* Job A
In the article on the song "Speedy Gonzales," whose female voice is heard on the Pat Boone version?
* Job B
Name every field listed in the information block at the top of the article on the song "Speedy Gonzales."
* Job C
Extend the article on the song "Speedy Gonzales," picking up after its final sentence.

Single by David Dante
- B-side: "K-K-K-Katy"
- Released: April 1961
- Recorded: 1961
- Genre: Pop, Novelty songs
- Length: 2:28
- Label: RCA Victor
- Songwriters: Buddy Kaye, Ethel Lee, David Hill
- Producer: Hugo & Luigi

= Speedy Gonzales (song) =

1961 popular music song

"Speedy Gonzales" is a 1961 song by David Hess (RCA 8056), who recorded it under the name David Dante, about Speedy Gonzales, "the fastest mouse in all Mexico". It was written by Buddy Kaye, Ethel Lee and Dante/Hess. The David Dante original version briefly entered the U.S. Music Vendor chart in April 1961. It also peaked at number 2 in the Philippines.

==Pat Boone version==

The song was popularized in the United States as a 1962 single by Pat Boone. The Boone version peaked at the No. 6 Billboard Hot 100 position in 1962 during a total chart run of 13 weeks, doing better in many national charts in Europe, where it sold a million copies. The female voice ("La-la-la...") on this song was of Robin Ward. It also incorporated Mel Blanc voicing Speedy Gonzales as he did in the Warner Brothers cartoons.

* Dataset excerpt
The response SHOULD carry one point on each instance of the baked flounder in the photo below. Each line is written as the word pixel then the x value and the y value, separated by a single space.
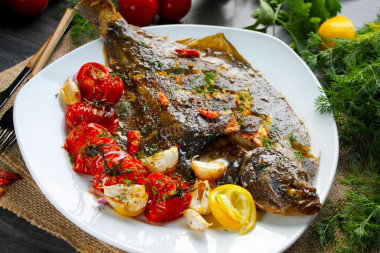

* Task response A
Robin Ward

* Task response B
B-side, Released, Recorded, Genre, Length, Label, Songwriters, Producer

* Task response C
Dante's version details a demand from a girl named Consuela to Speedy to stop roving about and take care of his neglected household. Boone's song adds a spoken introduction stating that he was wandering between some old adobe haciendas on a moonlit night in Mexico, where he heard the voice of a Mexican girl calling to Speedy, and Mel Blanc's inserts replace a recurring line from Dante's lyrics.

Warner Bros. Pictures sued Boone and Dot Records for $850,000 over Blanc's performance of Speedy's voice on Boone's record without their authorization. The case was later dropped.

===Charts===
Pat Boone version

| Chart (1962) | Peak position |
|---|---|
| Argentina | 1 |
| Australia (Kent Music Report)^{[deprecated source]} | 3 |
| Belgium (Ultratop 50 Flanders) | 1 |
| Belgium (Ultratop 50 Wallonia) | 7 |
| France (IFOP) | 8 |
| Ireland (Evening Herald) | 4 |
| Netherlands (Dutch Top 40) | 1 |
| Norway (VG-lista) | 1 |
| Sweden (Kvällstoppen) | 1 |
| Sweden (Tio i Topp) | 1 |
| UK Singles (Official Charts) | 2 |
| US Billboard Hot 100 | 6 |
| West Germany (GfK) | 1 |

== See also ==
- Crocodile Rock (a song by Elton John with a similar chorus)
- Putin khuilo! (a Russian/Ukrainian football chant, as assumed by Artemy Troitsky, inspired by "Speedy Gonzales" chorus)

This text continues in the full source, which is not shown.